[SOURCE DATA]
····················
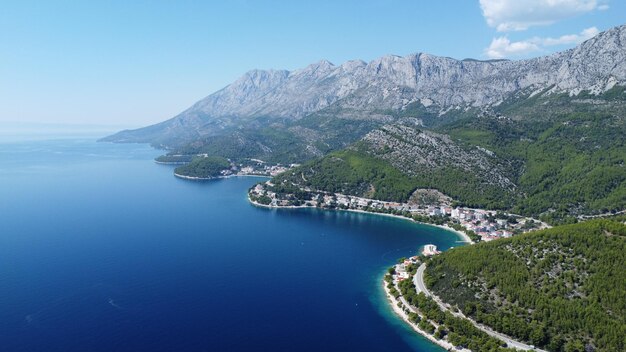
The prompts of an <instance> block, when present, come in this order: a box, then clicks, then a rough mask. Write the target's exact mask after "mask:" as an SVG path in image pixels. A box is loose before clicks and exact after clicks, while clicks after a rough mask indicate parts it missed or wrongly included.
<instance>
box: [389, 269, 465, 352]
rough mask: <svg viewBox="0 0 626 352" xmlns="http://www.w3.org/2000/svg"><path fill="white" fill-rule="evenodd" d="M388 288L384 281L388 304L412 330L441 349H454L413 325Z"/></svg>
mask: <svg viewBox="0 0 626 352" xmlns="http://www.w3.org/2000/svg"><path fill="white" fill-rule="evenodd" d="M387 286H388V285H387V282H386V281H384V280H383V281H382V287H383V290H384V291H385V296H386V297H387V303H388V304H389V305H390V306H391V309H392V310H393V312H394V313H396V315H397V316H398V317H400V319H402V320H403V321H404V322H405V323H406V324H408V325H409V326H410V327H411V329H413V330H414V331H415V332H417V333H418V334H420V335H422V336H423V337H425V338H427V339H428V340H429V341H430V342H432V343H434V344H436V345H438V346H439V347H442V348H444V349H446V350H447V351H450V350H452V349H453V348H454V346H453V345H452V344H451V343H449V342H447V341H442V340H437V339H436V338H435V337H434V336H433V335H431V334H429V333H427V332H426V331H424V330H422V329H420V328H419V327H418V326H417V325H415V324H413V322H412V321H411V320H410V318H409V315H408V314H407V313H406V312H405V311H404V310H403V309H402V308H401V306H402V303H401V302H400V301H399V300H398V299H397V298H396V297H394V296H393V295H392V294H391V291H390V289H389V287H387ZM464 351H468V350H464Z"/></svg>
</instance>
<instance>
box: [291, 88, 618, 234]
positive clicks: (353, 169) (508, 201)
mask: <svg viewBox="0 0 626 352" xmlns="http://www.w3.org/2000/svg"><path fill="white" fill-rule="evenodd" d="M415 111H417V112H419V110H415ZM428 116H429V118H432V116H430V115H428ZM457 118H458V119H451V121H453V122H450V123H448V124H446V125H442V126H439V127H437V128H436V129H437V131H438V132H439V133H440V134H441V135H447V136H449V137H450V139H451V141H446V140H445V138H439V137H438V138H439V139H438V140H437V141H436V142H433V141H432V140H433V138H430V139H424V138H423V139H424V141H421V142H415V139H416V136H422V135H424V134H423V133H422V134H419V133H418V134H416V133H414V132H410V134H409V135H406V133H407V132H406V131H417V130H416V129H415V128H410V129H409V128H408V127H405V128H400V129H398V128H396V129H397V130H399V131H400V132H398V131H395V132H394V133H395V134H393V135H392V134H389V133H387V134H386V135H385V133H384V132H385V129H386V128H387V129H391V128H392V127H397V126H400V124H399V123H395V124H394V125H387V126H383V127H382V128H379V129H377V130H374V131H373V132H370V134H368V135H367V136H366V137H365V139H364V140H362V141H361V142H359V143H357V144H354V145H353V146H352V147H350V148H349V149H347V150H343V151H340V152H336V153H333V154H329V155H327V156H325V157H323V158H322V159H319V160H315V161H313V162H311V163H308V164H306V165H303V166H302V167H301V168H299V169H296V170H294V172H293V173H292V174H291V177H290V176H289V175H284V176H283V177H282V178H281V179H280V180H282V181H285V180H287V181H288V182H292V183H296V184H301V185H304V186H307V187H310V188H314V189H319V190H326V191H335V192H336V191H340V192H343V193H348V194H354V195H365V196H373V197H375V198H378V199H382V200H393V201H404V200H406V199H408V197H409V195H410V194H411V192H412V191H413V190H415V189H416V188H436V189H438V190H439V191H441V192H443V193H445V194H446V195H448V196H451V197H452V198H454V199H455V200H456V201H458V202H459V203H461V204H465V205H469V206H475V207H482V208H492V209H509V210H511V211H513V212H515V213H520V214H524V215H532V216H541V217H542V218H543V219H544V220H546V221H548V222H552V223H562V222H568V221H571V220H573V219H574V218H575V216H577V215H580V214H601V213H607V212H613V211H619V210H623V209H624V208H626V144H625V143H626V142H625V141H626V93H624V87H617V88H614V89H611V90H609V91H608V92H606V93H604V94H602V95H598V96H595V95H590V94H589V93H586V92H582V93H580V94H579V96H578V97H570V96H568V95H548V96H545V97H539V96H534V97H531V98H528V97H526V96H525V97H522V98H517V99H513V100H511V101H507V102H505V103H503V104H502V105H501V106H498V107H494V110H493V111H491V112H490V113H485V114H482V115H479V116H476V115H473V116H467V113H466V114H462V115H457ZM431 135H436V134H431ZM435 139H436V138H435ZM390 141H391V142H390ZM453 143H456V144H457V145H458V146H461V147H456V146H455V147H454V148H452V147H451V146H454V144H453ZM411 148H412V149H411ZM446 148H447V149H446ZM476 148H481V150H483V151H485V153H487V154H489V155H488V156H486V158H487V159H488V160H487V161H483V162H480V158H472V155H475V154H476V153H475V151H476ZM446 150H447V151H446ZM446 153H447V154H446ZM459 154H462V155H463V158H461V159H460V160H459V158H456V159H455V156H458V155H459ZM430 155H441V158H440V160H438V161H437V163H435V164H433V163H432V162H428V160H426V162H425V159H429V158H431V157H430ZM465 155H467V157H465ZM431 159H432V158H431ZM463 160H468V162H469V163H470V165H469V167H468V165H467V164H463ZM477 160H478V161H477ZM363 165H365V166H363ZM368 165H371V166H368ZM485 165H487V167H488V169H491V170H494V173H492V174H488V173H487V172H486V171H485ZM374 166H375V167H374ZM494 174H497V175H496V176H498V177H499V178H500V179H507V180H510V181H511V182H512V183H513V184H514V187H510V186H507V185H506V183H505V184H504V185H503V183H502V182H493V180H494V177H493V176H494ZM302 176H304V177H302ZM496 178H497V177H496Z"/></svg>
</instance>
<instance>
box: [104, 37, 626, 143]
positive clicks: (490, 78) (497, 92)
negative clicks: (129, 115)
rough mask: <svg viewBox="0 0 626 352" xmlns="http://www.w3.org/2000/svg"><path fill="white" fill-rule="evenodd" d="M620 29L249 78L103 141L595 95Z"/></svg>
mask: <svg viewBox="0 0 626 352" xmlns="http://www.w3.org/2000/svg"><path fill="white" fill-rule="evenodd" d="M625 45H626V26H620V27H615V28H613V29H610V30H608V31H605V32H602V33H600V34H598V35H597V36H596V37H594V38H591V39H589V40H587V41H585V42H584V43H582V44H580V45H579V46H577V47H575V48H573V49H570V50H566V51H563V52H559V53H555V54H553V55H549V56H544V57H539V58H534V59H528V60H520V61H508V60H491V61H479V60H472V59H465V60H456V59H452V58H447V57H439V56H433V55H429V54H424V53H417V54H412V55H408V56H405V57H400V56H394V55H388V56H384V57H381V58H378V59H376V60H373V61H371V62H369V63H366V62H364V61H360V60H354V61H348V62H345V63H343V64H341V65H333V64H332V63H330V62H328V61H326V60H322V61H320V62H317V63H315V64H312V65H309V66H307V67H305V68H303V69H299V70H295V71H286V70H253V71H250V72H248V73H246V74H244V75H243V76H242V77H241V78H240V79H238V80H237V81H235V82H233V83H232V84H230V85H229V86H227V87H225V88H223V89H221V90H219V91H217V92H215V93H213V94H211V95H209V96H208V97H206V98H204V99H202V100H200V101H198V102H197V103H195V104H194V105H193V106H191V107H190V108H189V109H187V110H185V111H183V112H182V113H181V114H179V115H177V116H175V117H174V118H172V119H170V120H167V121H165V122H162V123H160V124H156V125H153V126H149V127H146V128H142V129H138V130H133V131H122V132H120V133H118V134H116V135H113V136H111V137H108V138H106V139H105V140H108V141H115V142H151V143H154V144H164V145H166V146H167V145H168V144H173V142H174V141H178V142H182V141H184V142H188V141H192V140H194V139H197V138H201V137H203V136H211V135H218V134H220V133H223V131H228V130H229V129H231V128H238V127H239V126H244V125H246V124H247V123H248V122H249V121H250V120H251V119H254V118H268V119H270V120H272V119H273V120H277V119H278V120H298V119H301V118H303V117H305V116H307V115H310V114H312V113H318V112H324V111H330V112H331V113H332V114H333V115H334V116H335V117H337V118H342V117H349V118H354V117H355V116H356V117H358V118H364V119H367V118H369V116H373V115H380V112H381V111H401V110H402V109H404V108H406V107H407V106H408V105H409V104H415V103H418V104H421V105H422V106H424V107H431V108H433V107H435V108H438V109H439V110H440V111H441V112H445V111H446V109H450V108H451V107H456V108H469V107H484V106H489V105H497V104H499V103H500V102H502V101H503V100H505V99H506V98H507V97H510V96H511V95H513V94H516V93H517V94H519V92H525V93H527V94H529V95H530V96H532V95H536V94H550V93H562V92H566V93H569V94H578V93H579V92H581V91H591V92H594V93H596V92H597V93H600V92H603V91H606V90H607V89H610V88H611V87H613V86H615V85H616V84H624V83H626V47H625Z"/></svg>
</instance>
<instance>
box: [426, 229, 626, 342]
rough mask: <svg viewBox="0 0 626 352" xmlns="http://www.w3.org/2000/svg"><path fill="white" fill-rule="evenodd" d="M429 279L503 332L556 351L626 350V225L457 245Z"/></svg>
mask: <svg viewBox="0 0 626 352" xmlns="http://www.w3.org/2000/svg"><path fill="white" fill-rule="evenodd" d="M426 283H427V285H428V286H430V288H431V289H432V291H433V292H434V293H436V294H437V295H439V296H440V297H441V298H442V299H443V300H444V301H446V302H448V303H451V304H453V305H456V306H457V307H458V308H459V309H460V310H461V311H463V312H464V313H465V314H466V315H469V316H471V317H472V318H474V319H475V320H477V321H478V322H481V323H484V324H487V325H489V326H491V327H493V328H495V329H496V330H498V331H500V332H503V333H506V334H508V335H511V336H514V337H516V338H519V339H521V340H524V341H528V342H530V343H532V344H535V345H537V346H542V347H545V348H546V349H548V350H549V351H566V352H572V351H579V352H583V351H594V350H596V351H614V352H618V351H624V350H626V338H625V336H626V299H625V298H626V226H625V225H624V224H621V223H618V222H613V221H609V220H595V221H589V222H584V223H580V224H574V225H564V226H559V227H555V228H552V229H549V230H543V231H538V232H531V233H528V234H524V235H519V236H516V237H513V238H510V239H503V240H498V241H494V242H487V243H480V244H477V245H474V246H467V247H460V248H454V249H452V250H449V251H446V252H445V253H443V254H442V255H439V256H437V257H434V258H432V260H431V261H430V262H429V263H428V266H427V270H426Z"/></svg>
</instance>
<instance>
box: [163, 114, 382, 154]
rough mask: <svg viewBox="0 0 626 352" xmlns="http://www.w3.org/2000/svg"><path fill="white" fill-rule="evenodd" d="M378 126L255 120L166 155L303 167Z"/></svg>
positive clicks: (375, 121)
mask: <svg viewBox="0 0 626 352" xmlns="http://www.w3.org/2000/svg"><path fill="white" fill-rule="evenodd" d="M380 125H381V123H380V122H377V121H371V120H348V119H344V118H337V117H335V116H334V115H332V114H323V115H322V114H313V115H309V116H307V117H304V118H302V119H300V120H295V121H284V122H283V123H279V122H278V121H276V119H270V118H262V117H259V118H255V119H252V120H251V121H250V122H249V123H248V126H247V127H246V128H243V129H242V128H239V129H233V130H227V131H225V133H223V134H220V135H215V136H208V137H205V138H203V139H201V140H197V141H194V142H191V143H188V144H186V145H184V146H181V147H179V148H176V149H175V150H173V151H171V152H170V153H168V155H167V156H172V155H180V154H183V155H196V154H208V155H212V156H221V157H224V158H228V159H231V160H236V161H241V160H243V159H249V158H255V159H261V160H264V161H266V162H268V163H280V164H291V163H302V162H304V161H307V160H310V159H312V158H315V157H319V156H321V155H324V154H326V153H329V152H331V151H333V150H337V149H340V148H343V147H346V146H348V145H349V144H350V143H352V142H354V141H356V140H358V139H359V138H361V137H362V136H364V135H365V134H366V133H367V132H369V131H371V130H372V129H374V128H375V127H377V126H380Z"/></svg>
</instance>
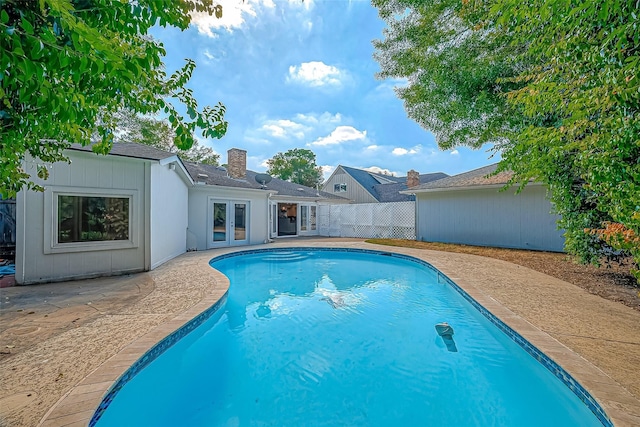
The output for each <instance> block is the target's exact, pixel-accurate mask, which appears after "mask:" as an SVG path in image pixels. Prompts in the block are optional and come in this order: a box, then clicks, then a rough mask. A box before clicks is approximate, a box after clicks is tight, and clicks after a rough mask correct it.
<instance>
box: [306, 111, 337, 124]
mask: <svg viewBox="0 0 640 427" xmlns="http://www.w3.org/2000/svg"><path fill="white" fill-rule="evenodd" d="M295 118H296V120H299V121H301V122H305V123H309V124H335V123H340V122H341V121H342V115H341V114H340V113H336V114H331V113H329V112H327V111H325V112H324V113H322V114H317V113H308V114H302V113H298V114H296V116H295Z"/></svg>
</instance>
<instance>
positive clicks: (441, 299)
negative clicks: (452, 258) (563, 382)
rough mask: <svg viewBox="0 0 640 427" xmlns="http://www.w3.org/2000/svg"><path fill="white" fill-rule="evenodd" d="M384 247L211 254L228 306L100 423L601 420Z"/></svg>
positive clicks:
····················
Rewrite the material from its start through the line containing "288L384 281L388 304L412", replacing "rough mask" with "coarse mask" and changing nothing else. Leave out the pictures.

[WORKED SOLUTION]
The prompts of an <instance> block, when present, come in this order: a box, then clicks, then a coarse mask. Write the target's exact mask after "mask:" as an SVG path in image pixels. A box is loose before clicks and exact after clicks, while clicks after a coarse mask indicate parts it missed or wrongly included.
<instance>
box: [389, 269, 465, 352]
coarse mask: <svg viewBox="0 0 626 352" xmlns="http://www.w3.org/2000/svg"><path fill="white" fill-rule="evenodd" d="M388 288L384 281L388 304L412 330L441 349H454L413 325Z"/></svg>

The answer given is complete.